**LISTED RECORDS**.
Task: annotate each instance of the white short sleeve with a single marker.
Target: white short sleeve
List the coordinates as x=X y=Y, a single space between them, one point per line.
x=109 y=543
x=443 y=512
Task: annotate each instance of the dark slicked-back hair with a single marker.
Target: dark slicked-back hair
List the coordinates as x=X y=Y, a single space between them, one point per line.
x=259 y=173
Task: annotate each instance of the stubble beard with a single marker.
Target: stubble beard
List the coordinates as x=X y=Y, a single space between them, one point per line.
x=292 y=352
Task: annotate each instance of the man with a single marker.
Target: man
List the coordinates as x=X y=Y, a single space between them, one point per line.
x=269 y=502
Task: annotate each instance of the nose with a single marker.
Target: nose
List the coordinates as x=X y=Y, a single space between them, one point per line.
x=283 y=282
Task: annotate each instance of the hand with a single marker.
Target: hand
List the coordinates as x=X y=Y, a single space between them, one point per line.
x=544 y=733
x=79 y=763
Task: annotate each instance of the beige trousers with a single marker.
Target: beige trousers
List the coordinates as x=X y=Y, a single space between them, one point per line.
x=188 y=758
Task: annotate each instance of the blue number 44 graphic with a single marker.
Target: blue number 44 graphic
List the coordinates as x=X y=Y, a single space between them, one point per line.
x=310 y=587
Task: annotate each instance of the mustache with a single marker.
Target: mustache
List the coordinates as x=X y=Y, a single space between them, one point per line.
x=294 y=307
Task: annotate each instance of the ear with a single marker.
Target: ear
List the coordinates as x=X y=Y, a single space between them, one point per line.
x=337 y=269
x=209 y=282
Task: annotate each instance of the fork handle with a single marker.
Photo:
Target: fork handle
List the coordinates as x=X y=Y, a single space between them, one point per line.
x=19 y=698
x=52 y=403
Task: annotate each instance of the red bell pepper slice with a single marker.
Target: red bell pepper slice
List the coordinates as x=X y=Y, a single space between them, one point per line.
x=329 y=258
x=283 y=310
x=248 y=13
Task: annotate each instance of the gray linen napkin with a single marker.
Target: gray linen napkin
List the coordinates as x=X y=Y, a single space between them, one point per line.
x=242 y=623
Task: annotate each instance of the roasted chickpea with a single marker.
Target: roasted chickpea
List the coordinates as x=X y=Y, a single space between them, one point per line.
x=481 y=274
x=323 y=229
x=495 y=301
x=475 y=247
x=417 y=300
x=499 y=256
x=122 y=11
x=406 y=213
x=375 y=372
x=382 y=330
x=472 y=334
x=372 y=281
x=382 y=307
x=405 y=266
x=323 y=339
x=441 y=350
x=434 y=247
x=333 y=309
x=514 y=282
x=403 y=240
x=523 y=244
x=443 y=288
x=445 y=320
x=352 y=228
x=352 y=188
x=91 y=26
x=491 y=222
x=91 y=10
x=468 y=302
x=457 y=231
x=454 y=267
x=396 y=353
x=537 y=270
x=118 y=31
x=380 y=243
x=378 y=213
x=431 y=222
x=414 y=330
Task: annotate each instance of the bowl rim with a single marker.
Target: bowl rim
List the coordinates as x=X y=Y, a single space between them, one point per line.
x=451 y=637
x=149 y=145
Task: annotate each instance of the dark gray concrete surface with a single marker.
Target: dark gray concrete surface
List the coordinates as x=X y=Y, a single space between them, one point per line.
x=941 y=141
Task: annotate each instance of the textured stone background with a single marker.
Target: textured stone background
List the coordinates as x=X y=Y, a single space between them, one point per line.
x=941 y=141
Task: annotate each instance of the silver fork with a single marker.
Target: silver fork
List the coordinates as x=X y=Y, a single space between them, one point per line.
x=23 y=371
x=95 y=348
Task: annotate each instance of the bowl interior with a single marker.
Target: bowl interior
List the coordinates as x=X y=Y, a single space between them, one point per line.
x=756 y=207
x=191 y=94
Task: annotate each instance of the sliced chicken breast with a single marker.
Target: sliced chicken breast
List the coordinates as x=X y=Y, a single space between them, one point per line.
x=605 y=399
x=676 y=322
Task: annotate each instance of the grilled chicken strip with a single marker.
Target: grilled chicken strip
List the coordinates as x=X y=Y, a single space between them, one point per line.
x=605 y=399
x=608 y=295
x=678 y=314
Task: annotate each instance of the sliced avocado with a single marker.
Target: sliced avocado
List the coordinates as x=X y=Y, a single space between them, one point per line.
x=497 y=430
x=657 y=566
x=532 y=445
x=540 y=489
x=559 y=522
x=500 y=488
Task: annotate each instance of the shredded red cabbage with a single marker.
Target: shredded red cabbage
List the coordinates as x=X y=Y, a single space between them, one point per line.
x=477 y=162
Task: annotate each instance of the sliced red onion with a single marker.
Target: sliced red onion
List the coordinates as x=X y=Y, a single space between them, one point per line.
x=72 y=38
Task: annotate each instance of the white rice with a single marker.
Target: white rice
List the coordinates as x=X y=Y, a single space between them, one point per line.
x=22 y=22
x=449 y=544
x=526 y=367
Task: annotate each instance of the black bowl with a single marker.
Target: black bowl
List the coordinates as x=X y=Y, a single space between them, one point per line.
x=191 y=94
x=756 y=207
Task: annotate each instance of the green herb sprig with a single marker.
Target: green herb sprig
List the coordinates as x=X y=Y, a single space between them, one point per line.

**WRITTEN TASK**. Reproduce every line from the line containing "Task: annotate each instance of the sliced red" up to and including the final line of the data, leaving all lines unchanged except that 141 is added to each x and y coordinate value.

**CORRECT RESPONSE**.
Task: annotate each instance of the sliced red onion with a single marker.
Target: sliced red onion
List the coordinates as x=X y=Y, a single space between them, one point per line.
x=213 y=179
Task: annotate each instance of the white rice with a single marker.
Target: white rice
List the coordinates as x=X y=Y, a single space between them, one point per line.
x=163 y=163
x=590 y=685
x=667 y=508
Task: annotate each instance of the black bowl with a single marker.
Target: black bowl
List the coordinates as x=X y=Y, a single space between them, one point per line.
x=332 y=235
x=897 y=348
Task: annotate each instance of the green herb sprig with a single marker.
Target: green herb sprig
List the coordinates as x=X y=Y, a single space between them, one point per line.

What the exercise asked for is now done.